_Quoted text_
Baby-killer Dina Rodrigues and her four co-accused were on Friday granted permission to appeal against their sentences.
Cape High Court Judge Basheer Waglay, however, rejected applications by Rodrigues and three of the men to appeal against their convictions.
They were sentenced last month for the 2005 murder of baby Jordan-Leigh Norton, the child by another woman of Rodrigues’s lover, Neil Wilson.
Their appeal, to be heard by a full bench of the high court, could take as long as a year to come to court.
Rodrigues and two of the men she hired to carry out the killing, Sipho Mfazwe and Mongezi Bobotyane, were given life sentences for the murder.
Mfazwe and Bobotyane were also given 10-year sentences for aggravated armed robbery carried out at the Norton family home in Cape Town at the same time as the killing.
Zanethemba Gwada, the only one of the five who did not appeal against the conviction, and Bonginkosi Sigenu were jailed for an effective 15 years each for their part in the murder and robbery.
Waglay rejected argument by Rodrigues’s advocate, John van der Berg, that he should not have relied on Wilson’s evidence in drawing the conclusions he did.
Van der Berg submitted that Wilson had given several different versions of a crucial phone call in which Rodrigues informed him the child was dead and that she had paid R10 000 to ”make it go away”.
This could have referred to a plan to kidnap the child, which had then gone awry.
Van der Berg also said the trial had been ”overheated”, and that it had taken place in an ”extraordinary atmosphere”.
Waglay said, however, that Wilson’s testimony added to and supported a larger body of evidence, and that as a whole that evidence pointed to the inescapable conclusion that Rodrigues was guilty.
Waglay also rejected an application by Sigenu’s advocate, Caryl Verrier, for two ”special entries”, or acknowledgements of irregularities in the trial, that would entitle Sigenu to appeal.
Verrier argued that the television broadcast of the judgement was an invasion of Sigenu’s rights to dignity and had turned the court into a circus.
She also said the advocate who initially represented Sigenu, Charles Simon, had ignored Sigenu’s instructions and undermined his defence in a number of ways.
However, Waglay said that in the final analysis, Sigenu had been able to present to the court what he wanted to, and had in fact ”played along with Simon”.

_Material provided_

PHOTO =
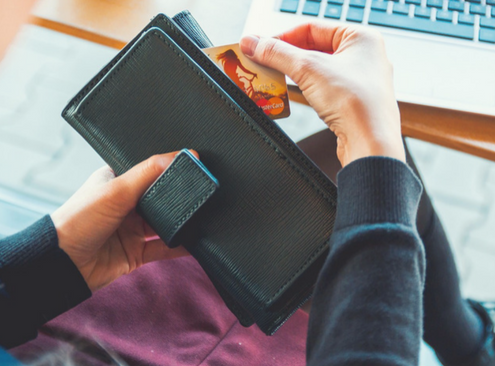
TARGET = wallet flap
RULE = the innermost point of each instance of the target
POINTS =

_Complete the following_
**1)** In the report on the Rodrigues appeal, shorten the paragraph that begins "Zanethemba Gwada, the only one" to one brief sentence that keeps its main facts.
**2)** Put this sentence from the report on the Rodrigues appeal into Spanish: "Their appeal, to be heard by a full bench of the high court, could take as long as a year to come to court."
**3)** Extend the report on the Rodrigues appeal with a few more paragraphs that pick up after its final sentence.
The listing comes from a separate source and has no connection to the report on the Rodrigues appeal.

_Results for the exercise_
**1)** Zanethemba Gwada, the only one of the five not appealing his conviction, and Bonginkosi Sigenu each got an effective 15 years in jail for their roles in the murder and robbery.

**2)** Su apelación, que será examinada por el pleno del tribunal superior, podría tardar hasta un año en llegar a los tribunales.

**3)**
He said the application for the special entries was made after the deadline set by the Criminal Procedure Act — which Verrier strongly disputed — was not made in good faith and that granting it would be an abuse of the court process. — Sapa
‘Like vultures’
Meanwhile, Sigenu told the court on Friday that the media behaved like vultures during the trial.
He made the claims in an affidavit submitted as part of his unsuccessful special-entry application.
He said that while there had been a media presence throughout the lengthy trial, it became a ”big problem” for him when television cameras and photographers were admitted during judgement and sentence.
”Immediately before the judge entered the courtroom and again immediately after he left, there could have been 10 photographers from the press who had cameras with flashes, who almost jumped over the advocates’ benches to get closer to my accused’s box in order to take photos of us,” Sigenu said.
”I expected my trial to be conducted throughout with due decorum and in an atmosphere which allowed the court to make its decision in an unemotional manner.
”But during the court’s judgements on conviction and sentence, there were no such things.”
Verrier approached Waglay in chambers mid-way through his marathon judgement to query his decision to allow cameras, ”but the judge shouted at her and told her ‘you don’t come and tell me what to do in my court!’.”
”It looked like the judge was working together with the media to get more exposure for my case,” claimed Sigenu, who is the youngest of the five accused.
”Having television cameras and lots of cameramen from the press in court turned the court into a circus.
”It was humiliating for me to have lots of cameramen swooping in on my accused’s box like vultures swooping in on a kill. It was like this even before I was convicted.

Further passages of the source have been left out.